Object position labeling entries
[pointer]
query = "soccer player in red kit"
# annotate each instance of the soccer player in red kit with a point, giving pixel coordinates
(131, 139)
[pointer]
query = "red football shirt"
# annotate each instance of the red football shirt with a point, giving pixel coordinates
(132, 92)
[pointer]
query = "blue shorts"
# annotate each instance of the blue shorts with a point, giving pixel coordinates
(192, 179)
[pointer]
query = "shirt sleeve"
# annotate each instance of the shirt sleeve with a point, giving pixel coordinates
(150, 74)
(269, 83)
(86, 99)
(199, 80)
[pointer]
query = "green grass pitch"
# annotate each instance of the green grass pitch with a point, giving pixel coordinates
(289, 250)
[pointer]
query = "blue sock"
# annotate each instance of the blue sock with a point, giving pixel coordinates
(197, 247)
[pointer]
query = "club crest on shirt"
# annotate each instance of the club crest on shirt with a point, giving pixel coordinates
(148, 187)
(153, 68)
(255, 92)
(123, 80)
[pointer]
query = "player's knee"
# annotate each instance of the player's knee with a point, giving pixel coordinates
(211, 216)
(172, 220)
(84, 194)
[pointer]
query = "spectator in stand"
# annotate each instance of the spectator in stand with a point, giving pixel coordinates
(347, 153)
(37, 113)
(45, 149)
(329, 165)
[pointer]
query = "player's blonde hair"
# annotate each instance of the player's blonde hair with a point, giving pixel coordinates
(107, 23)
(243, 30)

* Written request *
Make an exact copy of the data above.

* Solution for this exercise *
[pointer]
query = "soccer player in red kit"
# annotate each instance of the soccer player in red kit with a point, giving pixel coordinates
(131, 139)
[pointer]
query = "red football shirt"
# annotate each instance of the red football shirt with a point, giving pixel coordinates
(132, 92)
[pointer]
query = "blue shorts"
# annotate each instance of the blue shorts with a point, giving pixel coordinates
(192, 179)
[pointer]
query = "shirt sleeve"
# annotate each instance of the shirt sleeve with a point, giving pixel coordinates
(150, 74)
(269, 83)
(86, 99)
(199, 80)
[pointer]
query = "green grass pitch"
# annotate each instance of the green grass pitch with a point, giving pixel coordinates
(289, 250)
[pointer]
query = "blue sock"
# annotate each instance of the blue sock with a point, giving pixel coordinates
(197, 247)
[pointer]
query = "club crest on shirt"
# annotate each instance of the club crest on shirt with a point, giving pixel coordinates
(148, 187)
(153, 68)
(255, 92)
(123, 80)
[pointer]
query = "player's knee"
# annotate each instance of the player's knee with a point, giving pixel coordinates
(211, 216)
(172, 220)
(84, 194)
[pointer]
query = "spectator in stand"
# annotate each instance of the spectator in stand with a point, giving pixel coordinates
(347, 153)
(37, 113)
(45, 149)
(329, 165)
[pointer]
query = "player's blonde hair"
# annotate each instance of the player's blonde hair with a point, giving pixel coordinates
(107, 23)
(243, 30)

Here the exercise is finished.